(Extracted entries):
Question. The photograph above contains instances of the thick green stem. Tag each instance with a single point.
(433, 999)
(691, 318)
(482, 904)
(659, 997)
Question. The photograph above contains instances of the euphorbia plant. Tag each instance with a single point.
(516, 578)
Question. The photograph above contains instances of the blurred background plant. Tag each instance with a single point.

...

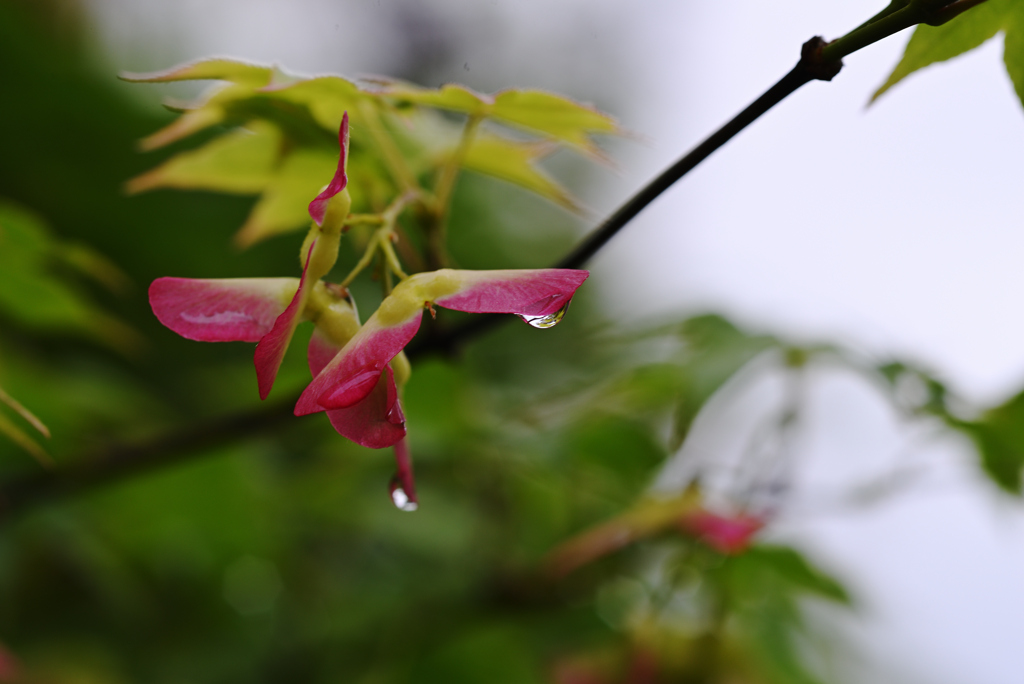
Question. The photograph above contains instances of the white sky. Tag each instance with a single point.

==

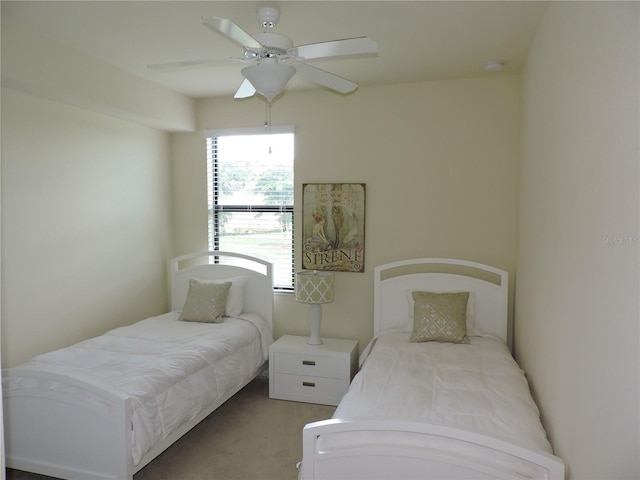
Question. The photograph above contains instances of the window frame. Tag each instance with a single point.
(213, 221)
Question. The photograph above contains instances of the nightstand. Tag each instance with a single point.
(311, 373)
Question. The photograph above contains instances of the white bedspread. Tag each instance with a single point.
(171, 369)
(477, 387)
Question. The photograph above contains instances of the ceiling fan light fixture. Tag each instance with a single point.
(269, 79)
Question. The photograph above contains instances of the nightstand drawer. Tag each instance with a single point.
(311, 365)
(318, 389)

(Required work):
How many lines in the items above contain the string "nightstand"? Reply with the number alone.

(Expected answer):
2